Supplied material ▸
++++++
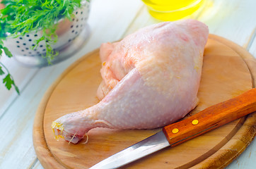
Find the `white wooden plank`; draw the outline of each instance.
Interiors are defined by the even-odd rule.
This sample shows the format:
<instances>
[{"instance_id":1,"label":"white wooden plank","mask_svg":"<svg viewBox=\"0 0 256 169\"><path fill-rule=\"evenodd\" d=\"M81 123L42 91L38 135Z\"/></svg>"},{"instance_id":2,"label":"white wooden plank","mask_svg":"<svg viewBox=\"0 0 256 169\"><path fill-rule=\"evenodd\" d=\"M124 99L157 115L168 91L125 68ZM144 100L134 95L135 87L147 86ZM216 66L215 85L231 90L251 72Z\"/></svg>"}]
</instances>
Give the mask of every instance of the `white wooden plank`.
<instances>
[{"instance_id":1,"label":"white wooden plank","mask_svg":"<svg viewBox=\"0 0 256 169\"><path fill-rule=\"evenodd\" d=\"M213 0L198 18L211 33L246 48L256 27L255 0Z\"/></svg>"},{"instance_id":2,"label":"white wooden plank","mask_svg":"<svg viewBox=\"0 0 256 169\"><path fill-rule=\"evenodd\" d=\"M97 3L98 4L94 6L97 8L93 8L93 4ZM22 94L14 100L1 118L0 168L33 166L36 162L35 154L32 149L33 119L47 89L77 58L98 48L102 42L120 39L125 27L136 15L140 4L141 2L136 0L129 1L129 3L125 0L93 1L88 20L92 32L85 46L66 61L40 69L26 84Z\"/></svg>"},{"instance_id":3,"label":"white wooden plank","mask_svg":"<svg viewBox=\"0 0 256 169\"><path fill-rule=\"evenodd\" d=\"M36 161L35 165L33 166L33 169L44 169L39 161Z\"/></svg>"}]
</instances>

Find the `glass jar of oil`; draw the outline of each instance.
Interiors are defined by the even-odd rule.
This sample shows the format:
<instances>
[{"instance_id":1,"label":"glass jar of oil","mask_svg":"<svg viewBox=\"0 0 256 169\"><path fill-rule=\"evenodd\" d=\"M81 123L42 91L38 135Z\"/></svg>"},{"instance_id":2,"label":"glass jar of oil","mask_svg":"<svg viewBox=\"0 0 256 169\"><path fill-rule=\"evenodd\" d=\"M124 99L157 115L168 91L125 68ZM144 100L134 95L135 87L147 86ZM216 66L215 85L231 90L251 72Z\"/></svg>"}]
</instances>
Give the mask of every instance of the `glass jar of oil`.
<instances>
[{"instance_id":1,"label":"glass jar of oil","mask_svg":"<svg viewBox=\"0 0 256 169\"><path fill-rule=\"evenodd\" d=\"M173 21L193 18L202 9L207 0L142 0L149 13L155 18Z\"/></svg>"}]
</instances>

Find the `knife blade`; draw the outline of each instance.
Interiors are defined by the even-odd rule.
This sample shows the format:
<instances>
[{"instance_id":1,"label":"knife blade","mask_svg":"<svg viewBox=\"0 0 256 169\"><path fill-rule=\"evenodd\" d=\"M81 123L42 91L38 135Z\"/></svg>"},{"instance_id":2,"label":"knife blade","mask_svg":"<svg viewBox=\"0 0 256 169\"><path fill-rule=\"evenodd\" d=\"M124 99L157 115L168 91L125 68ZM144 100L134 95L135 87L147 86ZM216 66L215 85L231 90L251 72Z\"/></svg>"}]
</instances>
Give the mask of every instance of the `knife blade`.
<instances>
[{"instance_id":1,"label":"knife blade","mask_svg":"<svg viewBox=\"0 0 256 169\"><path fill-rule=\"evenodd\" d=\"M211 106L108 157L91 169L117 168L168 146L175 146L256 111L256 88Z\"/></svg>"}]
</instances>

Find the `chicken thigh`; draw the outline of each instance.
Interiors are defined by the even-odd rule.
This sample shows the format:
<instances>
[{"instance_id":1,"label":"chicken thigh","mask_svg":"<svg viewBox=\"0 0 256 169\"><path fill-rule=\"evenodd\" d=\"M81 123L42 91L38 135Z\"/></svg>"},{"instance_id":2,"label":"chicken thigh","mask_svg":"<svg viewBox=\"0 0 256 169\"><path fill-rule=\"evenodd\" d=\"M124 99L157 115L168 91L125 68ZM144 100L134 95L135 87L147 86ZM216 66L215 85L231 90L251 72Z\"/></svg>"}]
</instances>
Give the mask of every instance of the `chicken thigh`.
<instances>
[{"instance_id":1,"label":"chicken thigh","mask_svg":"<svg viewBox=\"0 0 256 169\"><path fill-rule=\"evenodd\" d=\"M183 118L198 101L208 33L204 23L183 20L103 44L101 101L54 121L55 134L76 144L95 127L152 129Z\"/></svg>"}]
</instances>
++++++
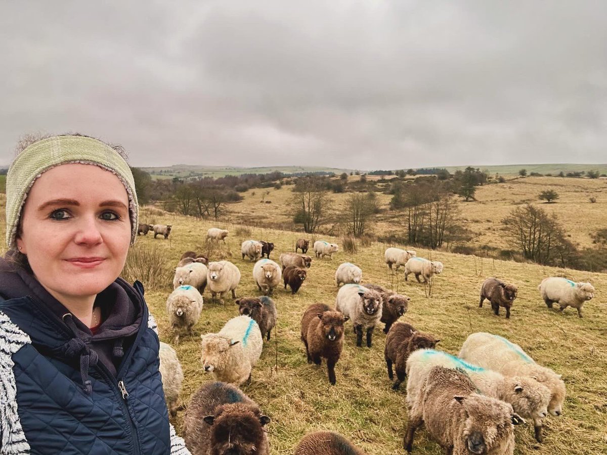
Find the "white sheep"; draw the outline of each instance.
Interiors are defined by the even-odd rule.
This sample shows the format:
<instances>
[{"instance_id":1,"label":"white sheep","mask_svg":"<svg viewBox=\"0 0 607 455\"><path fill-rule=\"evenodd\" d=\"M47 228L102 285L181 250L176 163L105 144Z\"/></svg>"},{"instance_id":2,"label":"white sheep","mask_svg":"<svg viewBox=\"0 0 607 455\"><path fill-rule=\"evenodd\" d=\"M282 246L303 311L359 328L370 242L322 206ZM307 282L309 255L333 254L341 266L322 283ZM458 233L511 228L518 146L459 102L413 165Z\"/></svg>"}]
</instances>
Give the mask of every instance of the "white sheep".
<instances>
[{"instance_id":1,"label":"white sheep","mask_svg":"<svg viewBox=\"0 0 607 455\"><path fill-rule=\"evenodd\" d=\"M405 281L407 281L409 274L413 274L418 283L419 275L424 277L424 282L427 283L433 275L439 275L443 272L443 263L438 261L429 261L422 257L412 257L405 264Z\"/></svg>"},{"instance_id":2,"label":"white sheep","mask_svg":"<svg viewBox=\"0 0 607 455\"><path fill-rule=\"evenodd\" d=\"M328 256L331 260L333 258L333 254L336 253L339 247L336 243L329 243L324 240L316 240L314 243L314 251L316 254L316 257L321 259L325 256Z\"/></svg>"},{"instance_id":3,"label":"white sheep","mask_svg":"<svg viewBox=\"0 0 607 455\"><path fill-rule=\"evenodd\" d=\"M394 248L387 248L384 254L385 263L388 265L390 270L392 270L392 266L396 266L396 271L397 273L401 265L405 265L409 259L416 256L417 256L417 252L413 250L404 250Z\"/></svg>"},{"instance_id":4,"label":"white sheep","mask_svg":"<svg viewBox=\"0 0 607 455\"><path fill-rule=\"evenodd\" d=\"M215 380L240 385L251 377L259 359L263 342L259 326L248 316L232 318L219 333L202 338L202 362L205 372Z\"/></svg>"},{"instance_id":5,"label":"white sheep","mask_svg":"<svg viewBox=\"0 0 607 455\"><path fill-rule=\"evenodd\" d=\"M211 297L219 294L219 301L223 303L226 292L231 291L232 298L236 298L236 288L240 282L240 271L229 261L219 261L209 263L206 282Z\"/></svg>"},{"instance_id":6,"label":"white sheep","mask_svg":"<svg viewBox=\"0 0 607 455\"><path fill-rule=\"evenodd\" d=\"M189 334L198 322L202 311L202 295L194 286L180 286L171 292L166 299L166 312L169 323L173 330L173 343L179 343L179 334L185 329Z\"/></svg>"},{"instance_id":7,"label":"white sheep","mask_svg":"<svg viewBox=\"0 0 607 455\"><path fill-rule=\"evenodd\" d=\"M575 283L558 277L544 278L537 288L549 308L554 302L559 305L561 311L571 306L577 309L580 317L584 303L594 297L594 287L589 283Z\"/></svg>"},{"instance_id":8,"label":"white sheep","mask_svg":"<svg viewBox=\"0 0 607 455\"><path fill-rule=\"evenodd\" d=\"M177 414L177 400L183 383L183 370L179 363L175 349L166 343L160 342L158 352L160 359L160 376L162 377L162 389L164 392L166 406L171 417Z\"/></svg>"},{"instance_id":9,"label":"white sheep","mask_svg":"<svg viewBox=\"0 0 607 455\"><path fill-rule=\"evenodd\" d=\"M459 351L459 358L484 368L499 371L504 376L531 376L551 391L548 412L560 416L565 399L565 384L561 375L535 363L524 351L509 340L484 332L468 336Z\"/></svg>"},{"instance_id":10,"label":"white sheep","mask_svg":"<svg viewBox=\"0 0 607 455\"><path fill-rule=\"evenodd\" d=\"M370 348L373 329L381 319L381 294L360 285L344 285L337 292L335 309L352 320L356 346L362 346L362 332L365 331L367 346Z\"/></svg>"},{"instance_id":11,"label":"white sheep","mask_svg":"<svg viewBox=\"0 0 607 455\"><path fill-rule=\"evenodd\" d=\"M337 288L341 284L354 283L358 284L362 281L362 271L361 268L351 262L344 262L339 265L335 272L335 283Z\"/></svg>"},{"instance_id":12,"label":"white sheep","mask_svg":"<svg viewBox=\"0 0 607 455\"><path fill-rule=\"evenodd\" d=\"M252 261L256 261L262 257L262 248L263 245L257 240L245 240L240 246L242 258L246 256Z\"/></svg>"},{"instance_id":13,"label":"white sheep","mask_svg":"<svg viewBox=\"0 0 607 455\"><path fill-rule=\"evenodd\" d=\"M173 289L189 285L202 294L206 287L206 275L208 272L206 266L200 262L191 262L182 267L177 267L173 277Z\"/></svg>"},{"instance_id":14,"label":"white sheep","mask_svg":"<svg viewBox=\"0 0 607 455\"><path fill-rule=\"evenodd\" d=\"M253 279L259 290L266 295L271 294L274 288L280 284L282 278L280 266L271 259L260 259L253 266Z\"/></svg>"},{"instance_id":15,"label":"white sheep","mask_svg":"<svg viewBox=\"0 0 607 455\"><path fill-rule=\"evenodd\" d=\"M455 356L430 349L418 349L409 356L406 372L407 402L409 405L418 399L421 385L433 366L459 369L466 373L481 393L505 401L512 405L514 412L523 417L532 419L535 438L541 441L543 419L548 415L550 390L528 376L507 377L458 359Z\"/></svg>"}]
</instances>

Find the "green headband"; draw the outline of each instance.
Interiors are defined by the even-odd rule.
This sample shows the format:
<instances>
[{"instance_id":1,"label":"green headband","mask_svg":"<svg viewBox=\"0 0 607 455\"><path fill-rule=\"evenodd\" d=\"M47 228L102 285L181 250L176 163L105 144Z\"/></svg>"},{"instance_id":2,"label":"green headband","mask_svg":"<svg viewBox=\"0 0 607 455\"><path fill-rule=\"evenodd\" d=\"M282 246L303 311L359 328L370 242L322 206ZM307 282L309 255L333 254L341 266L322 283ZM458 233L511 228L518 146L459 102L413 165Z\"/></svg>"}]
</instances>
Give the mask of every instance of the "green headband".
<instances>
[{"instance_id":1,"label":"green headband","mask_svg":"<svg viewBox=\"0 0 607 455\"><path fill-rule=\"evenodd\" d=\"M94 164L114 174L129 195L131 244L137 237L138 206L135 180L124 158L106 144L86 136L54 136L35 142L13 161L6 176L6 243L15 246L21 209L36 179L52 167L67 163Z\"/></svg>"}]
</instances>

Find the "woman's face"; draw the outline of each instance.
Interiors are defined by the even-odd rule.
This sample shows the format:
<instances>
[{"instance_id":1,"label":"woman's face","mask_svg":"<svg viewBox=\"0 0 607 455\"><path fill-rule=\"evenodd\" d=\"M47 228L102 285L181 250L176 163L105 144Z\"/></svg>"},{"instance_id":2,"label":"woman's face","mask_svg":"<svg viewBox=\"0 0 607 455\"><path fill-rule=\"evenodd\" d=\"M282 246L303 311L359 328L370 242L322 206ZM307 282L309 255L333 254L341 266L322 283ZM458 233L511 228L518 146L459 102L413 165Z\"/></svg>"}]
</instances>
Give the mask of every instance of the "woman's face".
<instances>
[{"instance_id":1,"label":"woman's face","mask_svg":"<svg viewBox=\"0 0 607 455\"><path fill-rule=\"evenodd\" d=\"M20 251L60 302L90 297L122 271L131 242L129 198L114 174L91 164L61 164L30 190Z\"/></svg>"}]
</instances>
++++++
Stated exercise ▸ Please count the lines of the records above that contain the word "plank", and give only that number.

Result of the task ▸ 4